What the task asks:
Check each line of the material below for the word "query". State how many lines have it, and nothing more.

Data for the task:

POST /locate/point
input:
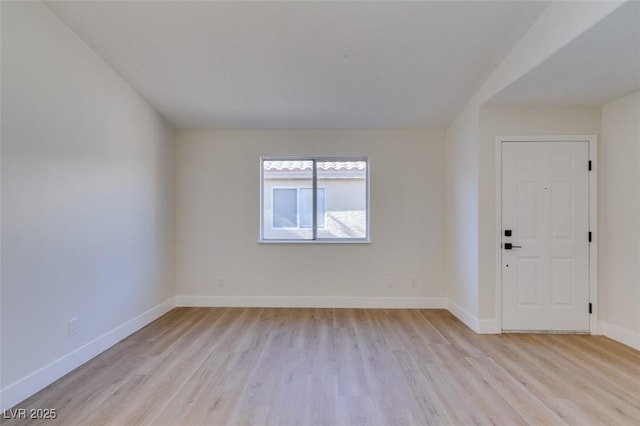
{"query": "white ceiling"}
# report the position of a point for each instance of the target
...
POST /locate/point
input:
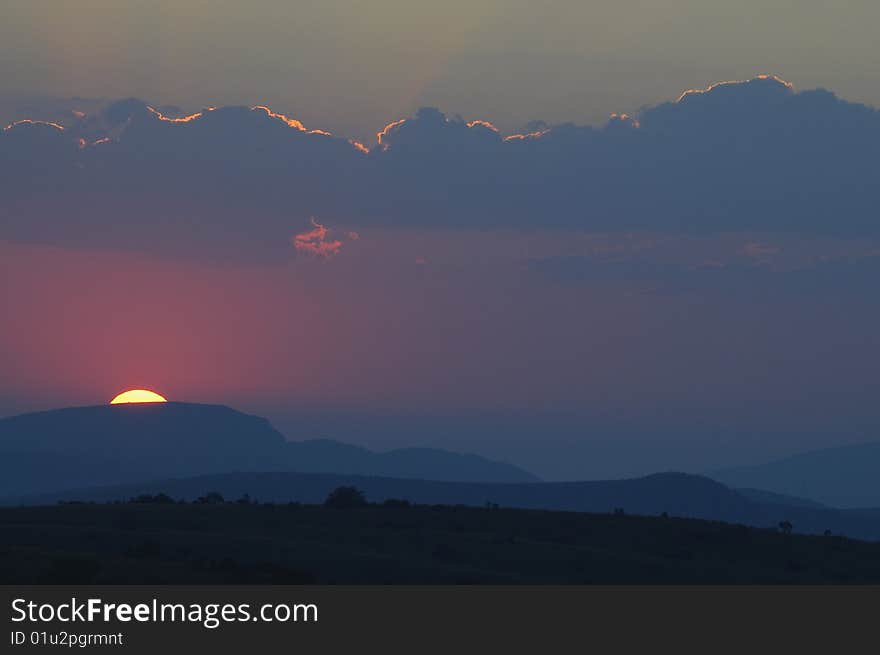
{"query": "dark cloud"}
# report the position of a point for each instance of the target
* * *
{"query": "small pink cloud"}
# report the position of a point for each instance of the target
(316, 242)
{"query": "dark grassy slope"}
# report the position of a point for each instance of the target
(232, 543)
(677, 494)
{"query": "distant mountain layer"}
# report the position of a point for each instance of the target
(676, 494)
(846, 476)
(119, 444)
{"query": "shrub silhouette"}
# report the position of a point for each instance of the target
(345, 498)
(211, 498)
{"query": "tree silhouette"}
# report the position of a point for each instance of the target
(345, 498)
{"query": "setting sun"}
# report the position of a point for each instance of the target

Answer section:
8